▸ The problem:
Could you retype the records word for word but without any pictures?

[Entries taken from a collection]
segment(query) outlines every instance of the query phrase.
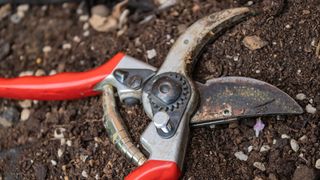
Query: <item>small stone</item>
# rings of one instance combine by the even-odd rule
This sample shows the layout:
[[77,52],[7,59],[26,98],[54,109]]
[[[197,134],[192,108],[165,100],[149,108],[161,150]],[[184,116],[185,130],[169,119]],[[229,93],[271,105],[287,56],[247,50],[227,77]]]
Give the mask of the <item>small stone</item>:
[[248,2],[247,2],[247,5],[248,5],[248,6],[252,6],[252,5],[253,5],[253,1],[248,1]]
[[315,167],[316,167],[317,169],[320,169],[320,159],[318,159],[318,160],[316,161]]
[[31,100],[19,101],[19,105],[22,108],[30,108],[32,106],[32,101]]
[[62,49],[66,50],[66,49],[71,49],[71,44],[70,43],[65,43],[62,45]]
[[89,157],[88,155],[80,154],[80,159],[81,159],[82,162],[86,162],[88,157]]
[[260,169],[261,171],[266,171],[266,167],[262,162],[254,162],[253,166]]
[[261,49],[268,44],[268,42],[262,40],[258,36],[246,36],[242,43],[250,50]]
[[298,152],[299,151],[299,144],[296,140],[294,139],[291,139],[290,140],[290,146],[291,146],[291,149],[294,151],[294,152]]
[[33,71],[23,71],[19,74],[19,77],[22,76],[32,76],[33,75]]
[[62,155],[63,155],[63,151],[62,151],[62,149],[58,149],[58,157],[60,158],[60,157],[62,157]]
[[310,114],[315,114],[317,112],[317,109],[313,107],[311,104],[308,104],[306,106],[306,111]]
[[48,53],[48,52],[50,52],[52,50],[52,48],[50,47],[50,46],[44,46],[43,48],[42,48],[42,52],[44,52],[44,53]]
[[91,14],[107,17],[110,14],[110,10],[105,5],[99,4],[91,8]]
[[248,152],[250,153],[253,150],[253,146],[248,147]]
[[67,144],[67,146],[71,147],[72,146],[72,141],[71,140],[67,140],[66,144]]
[[277,144],[277,140],[276,140],[276,139],[273,139],[273,140],[272,140],[272,144]]
[[184,32],[187,30],[187,28],[188,28],[187,25],[185,25],[185,24],[179,24],[179,25],[177,26],[178,33],[179,33],[179,34],[184,33]]
[[52,166],[56,166],[57,165],[57,161],[51,160],[51,164],[52,164]]
[[216,125],[215,124],[211,124],[209,127],[210,127],[210,129],[214,129],[214,128],[216,128]]
[[287,24],[287,25],[286,25],[286,28],[287,28],[287,29],[291,29],[291,25],[290,25],[290,24]]
[[76,43],[79,43],[81,41],[81,39],[79,38],[79,36],[74,36],[73,41]]
[[16,108],[6,108],[0,114],[0,125],[3,127],[11,127],[14,123],[19,122],[20,113]]
[[85,170],[83,170],[83,171],[81,172],[81,175],[82,175],[83,177],[85,177],[85,178],[88,178],[88,177],[89,177],[88,173],[87,173]]
[[109,32],[117,29],[118,20],[112,16],[102,17],[96,14],[93,14],[90,17],[90,25],[93,29],[99,32]]
[[46,75],[46,72],[43,69],[38,69],[35,73],[35,76],[44,76]]
[[242,151],[238,151],[238,152],[234,153],[234,156],[236,156],[236,158],[241,160],[241,161],[247,161],[248,160],[248,156],[246,154],[244,154]]
[[20,21],[22,20],[22,18],[20,16],[18,16],[18,14],[12,14],[10,16],[10,21],[13,23],[13,24],[18,24],[20,23]]
[[89,23],[86,22],[86,23],[83,24],[82,29],[83,30],[88,30],[89,26],[90,26]]
[[157,56],[157,52],[155,49],[147,50],[148,59],[152,59]]
[[306,141],[308,139],[308,137],[306,135],[303,135],[299,138],[299,141]]
[[65,128],[57,128],[54,130],[53,137],[55,139],[62,139],[62,138],[64,138],[63,132],[65,132],[65,131],[66,131]]
[[89,16],[88,15],[81,15],[79,17],[79,21],[81,22],[85,22],[85,21],[88,21],[89,20]]
[[269,145],[262,145],[260,148],[260,152],[267,152],[271,149]]
[[57,74],[57,71],[54,70],[54,69],[49,72],[49,76],[52,76],[52,75],[55,75],[55,74]]
[[290,139],[290,136],[288,136],[287,134],[281,134],[281,138],[282,139]]
[[88,37],[90,35],[90,31],[85,31],[85,32],[83,32],[83,36],[84,37]]
[[0,21],[7,17],[11,12],[11,4],[5,4],[0,7]]
[[29,8],[30,6],[28,4],[21,4],[17,7],[17,11],[26,12]]
[[307,96],[303,93],[299,93],[296,95],[296,99],[300,100],[300,101],[305,100],[306,98],[307,98]]
[[277,176],[273,173],[269,174],[269,180],[278,180]]
[[30,117],[30,114],[31,114],[31,111],[29,109],[23,109],[21,111],[21,116],[20,116],[20,120],[21,121],[26,121],[29,119]]
[[229,128],[230,129],[234,129],[234,128],[237,128],[238,127],[238,123],[237,122],[231,122],[229,123]]
[[192,12],[198,12],[201,9],[201,7],[199,6],[199,4],[194,4],[192,7]]
[[96,174],[96,176],[94,177],[96,180],[100,179],[99,174]]

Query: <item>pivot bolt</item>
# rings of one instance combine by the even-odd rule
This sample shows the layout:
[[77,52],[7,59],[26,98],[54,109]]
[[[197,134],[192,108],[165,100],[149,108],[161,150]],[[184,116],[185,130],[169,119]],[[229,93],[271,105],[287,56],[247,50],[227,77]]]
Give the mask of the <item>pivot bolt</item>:
[[170,117],[166,112],[159,111],[153,116],[153,123],[157,129],[161,129],[164,133],[172,130]]

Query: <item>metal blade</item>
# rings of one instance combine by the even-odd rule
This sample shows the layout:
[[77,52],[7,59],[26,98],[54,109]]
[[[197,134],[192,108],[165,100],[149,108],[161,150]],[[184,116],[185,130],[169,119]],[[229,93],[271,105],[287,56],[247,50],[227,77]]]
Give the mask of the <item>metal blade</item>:
[[200,106],[193,126],[221,124],[238,118],[301,114],[288,94],[263,81],[246,77],[221,77],[197,84]]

▸ Finished task:
segment(query) outlines every instance of the query phrase.
Query: <item>small stone</item>
# rings of one instance combine by the even-odd rule
This sample shows the layout:
[[77,52],[7,59],[26,98],[54,109]]
[[[197,134],[192,108],[165,100],[149,108],[161,150]],[[184,116],[185,130],[169,119]],[[229,93],[271,105],[287,56],[247,50],[227,77]]]
Give the mask of the <item>small stone</item>:
[[248,2],[247,2],[247,5],[248,5],[248,6],[252,6],[252,5],[253,5],[253,1],[248,1]]
[[315,167],[316,167],[317,169],[320,169],[320,159],[318,159],[318,160],[316,161]]
[[31,100],[19,101],[19,105],[22,108],[30,108],[32,106],[32,101]]
[[62,49],[66,50],[66,49],[71,49],[71,44],[70,43],[65,43],[62,45]]
[[89,157],[88,155],[80,154],[80,159],[81,159],[82,162],[86,162],[88,157]]
[[260,169],[261,171],[266,171],[266,167],[262,162],[254,162],[253,166]]
[[261,49],[268,44],[268,42],[262,40],[258,36],[246,36],[242,43],[250,50]]
[[298,152],[299,151],[299,144],[296,140],[294,139],[291,139],[290,140],[290,146],[291,146],[291,149],[294,151],[294,152]]
[[33,71],[23,71],[19,74],[19,77],[22,76],[32,76],[33,75]]
[[62,155],[63,155],[63,151],[62,151],[62,149],[58,149],[58,157],[60,158],[60,157],[62,157]]
[[310,114],[315,114],[317,112],[317,109],[313,107],[311,104],[308,104],[306,106],[306,111]]
[[48,53],[48,52],[50,52],[52,50],[52,48],[50,47],[50,46],[44,46],[43,48],[42,48],[42,52],[44,52],[44,53]]
[[91,14],[107,17],[110,14],[110,10],[105,5],[99,4],[91,8]]
[[248,152],[250,153],[253,150],[253,146],[248,147]]
[[67,144],[67,146],[71,147],[72,146],[72,141],[71,140],[67,140],[66,144]]
[[277,144],[277,140],[276,140],[276,139],[273,139],[273,140],[272,140],[272,144]]
[[184,32],[187,30],[187,28],[188,28],[187,25],[185,25],[185,24],[179,24],[179,25],[177,26],[178,33],[179,33],[179,34],[184,33]]
[[52,166],[56,166],[57,165],[57,161],[51,160],[51,164],[52,164]]
[[216,125],[215,124],[211,124],[209,127],[210,127],[210,129],[214,129],[214,128],[216,128]]
[[287,24],[287,25],[286,25],[286,28],[287,28],[287,29],[291,29],[291,25],[290,25],[290,24]]
[[76,43],[79,43],[81,41],[81,39],[79,38],[79,36],[74,36],[73,41]]
[[16,108],[6,108],[0,114],[0,125],[3,127],[11,127],[14,123],[19,122],[20,113]]
[[85,170],[83,170],[83,171],[81,172],[81,175],[82,175],[83,177],[85,177],[85,178],[88,178],[88,177],[89,177],[88,173],[87,173]]
[[109,32],[117,29],[118,20],[112,16],[102,17],[96,14],[93,14],[90,17],[90,25],[93,29],[99,32]]
[[46,75],[46,72],[43,69],[38,69],[35,73],[35,76],[44,76]]
[[242,151],[238,151],[238,152],[234,153],[234,156],[236,156],[236,158],[241,160],[241,161],[247,161],[248,160],[248,156],[246,154],[244,154]]
[[20,21],[22,20],[22,18],[20,16],[18,16],[18,14],[12,14],[10,16],[10,21],[13,23],[13,24],[18,24],[20,23]]
[[89,23],[86,22],[86,23],[83,24],[82,29],[83,30],[88,30],[89,26],[90,26]]
[[157,56],[157,52],[155,49],[147,50],[148,59],[152,59]]
[[306,141],[308,139],[308,137],[306,135],[303,135],[299,138],[299,141]]
[[65,128],[57,128],[54,130],[53,137],[55,139],[62,139],[62,138],[64,138],[63,132],[65,132],[65,131],[66,131]]
[[89,16],[88,15],[81,15],[79,17],[79,21],[81,22],[85,22],[85,21],[88,21],[89,20]]
[[269,145],[262,145],[260,148],[260,152],[267,152],[271,149]]
[[57,74],[57,71],[54,70],[54,69],[49,72],[49,76],[52,76],[52,75],[55,75],[55,74]]
[[290,139],[290,136],[288,136],[287,134],[281,134],[281,138],[282,139]]
[[88,37],[90,35],[90,31],[85,31],[85,32],[83,32],[83,36],[84,37]]
[[0,21],[7,17],[11,12],[11,4],[5,4],[0,7]]
[[29,8],[30,6],[28,4],[21,4],[17,7],[17,11],[26,12]]
[[307,96],[303,93],[299,93],[296,95],[296,99],[300,100],[300,101],[305,100],[306,98],[307,98]]
[[277,176],[273,173],[269,174],[269,180],[278,180]]
[[30,117],[30,114],[31,114],[31,111],[29,109],[23,109],[21,111],[21,116],[20,116],[20,120],[21,121],[26,121],[29,119]]
[[229,128],[230,129],[234,129],[234,128],[237,128],[238,127],[238,123],[237,122],[231,122],[229,123]]
[[192,12],[198,12],[201,9],[201,7],[199,6],[199,4],[194,4],[192,7]]
[[96,174],[96,176],[94,177],[96,180],[100,179],[99,174]]

Query: <item>pivot bolt</item>
# rings of one instance combine by the even-odd rule
This sample shows the layout:
[[77,52],[7,59],[26,98],[54,109]]
[[[197,134],[192,108],[165,100],[149,108],[161,150]],[[184,116],[185,130],[169,119]],[[229,93],[271,105],[287,56],[247,50],[227,77]]]
Give the mask of the <item>pivot bolt</item>:
[[170,117],[166,112],[159,111],[153,116],[153,123],[157,129],[161,129],[164,133],[172,130]]

Query: <item>metal blade</item>
# rings of one instance combine by the even-odd rule
This sample shows the layout:
[[77,52],[7,59],[26,98],[54,109]]
[[[197,134],[192,108],[165,100],[149,108],[161,150]],[[184,116],[185,130],[169,119]],[[229,93],[271,105],[287,56],[247,50],[227,77]]]
Give the mask of the <item>metal blade</item>:
[[200,106],[193,126],[221,124],[238,118],[301,114],[288,94],[263,81],[246,77],[221,77],[197,84]]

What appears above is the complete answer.